# Tarefa 1
Diga se cada afirmação concorda com o texto sobre a bondade humana, respondendo sim ou não e citando as palavras do texto que decidem. (a) Para sermos bons, é necessário o prêmio de um paraíso. (b) O ser humano tem melhorado ao longo do tempo. (c) Quem escreve espera presenciar o final em que o bem vence o mal.

# Texto para leitura
▶
Acredito na bondade natural dos homens. Não é preciso o prêmio de um paraíso para que sejamos bons. Não almejo retribuição, neste mundo ou outro. Procuro ser bom porque gosto.


Tenho esperança. Apesar da maldade que vemos ainda espalhada pelo mundo, o homem encontrará um dia a paz do bem viver. Há momentos em que tudo parece perdido, mas sempre uma luz brilha à nossa frente. O ser humano tem melhorado bastante através dos tempos. Se voltarmos algumas páginas da história, veremos que houve maiores desgraças, o homem já foi perverso e ruim. Calamidades como o massacre de cristãos nos primeiros anos do Império Romano, não mais existirão. Não veremos outra vez os dias da Inquisição ou dos navios negreiros. O extermínio de judeus pelo nazismo é uma página definitivamente ultrapassada. Não mais teremos, no Brasil, ditaduras militares, ao que tudo indica.


Um moderno maniqueísmo, sem deuses nem demônios, fará que o bem finalmente vença o mal. O homem compreenderá um dia o amor é o caminho único para a felicidade. Pena que não viverei para presenciar esse final ditoso. Talvez ele só aconteça quando nossa espécie tiver para outro planeta.
◀
# Linhas de entrada
▶
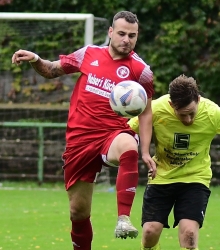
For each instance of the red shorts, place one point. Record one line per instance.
(84, 161)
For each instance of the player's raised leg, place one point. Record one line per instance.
(124, 150)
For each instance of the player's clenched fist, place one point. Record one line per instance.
(22, 55)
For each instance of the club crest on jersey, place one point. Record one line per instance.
(123, 72)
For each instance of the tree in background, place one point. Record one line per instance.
(176, 37)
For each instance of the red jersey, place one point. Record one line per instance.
(90, 115)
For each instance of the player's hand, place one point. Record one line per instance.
(152, 168)
(22, 55)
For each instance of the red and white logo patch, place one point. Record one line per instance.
(123, 72)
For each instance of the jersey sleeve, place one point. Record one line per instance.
(134, 124)
(216, 119)
(71, 63)
(146, 80)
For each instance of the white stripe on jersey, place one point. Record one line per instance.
(80, 53)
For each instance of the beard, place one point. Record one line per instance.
(121, 50)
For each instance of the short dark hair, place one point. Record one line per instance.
(127, 15)
(183, 90)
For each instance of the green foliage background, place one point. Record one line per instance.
(176, 37)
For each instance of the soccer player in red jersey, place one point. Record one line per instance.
(95, 135)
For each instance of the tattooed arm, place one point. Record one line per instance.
(43, 67)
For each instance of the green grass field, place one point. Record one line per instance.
(38, 218)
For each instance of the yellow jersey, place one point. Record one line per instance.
(182, 152)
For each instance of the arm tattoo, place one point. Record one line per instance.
(48, 69)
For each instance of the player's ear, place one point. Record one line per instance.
(110, 30)
(171, 104)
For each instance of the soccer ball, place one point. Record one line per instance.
(128, 99)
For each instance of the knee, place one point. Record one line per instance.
(78, 212)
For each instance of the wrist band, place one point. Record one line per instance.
(36, 57)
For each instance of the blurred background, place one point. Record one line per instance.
(175, 37)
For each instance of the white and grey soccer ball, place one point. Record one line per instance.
(128, 99)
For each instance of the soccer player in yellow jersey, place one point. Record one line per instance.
(184, 125)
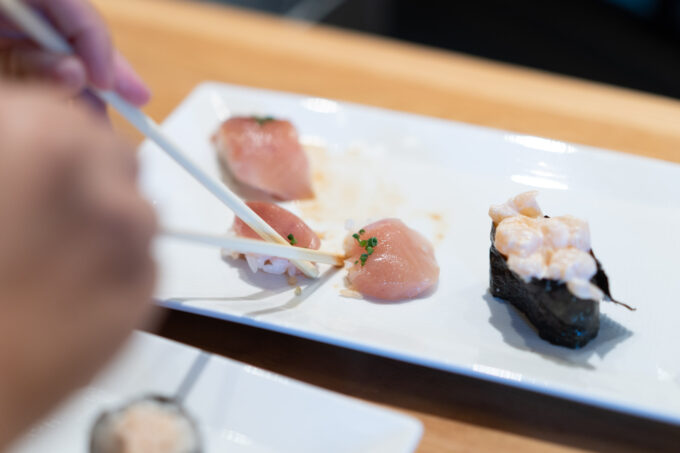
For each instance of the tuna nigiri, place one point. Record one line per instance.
(390, 261)
(265, 153)
(288, 225)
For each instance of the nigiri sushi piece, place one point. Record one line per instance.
(390, 261)
(546, 268)
(265, 153)
(288, 225)
(147, 425)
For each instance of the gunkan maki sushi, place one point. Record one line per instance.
(545, 267)
(153, 424)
◀
# Tarefa 2
Calcule quantas das linhas acima contêm a palavra "ball", diferenciando maiúsculas de minúsculas. Responda somente com o número.

# Resposta 1
(a) Não: "Não é preciso o prêmio de um paraíso para que sejamos bons."
(b) Sim: "O ser humano tem melhorado bastante através dos tempos."
(c) Não: "Pena que não viverei para presenciar esse final ditoso."

# Resposta 2
2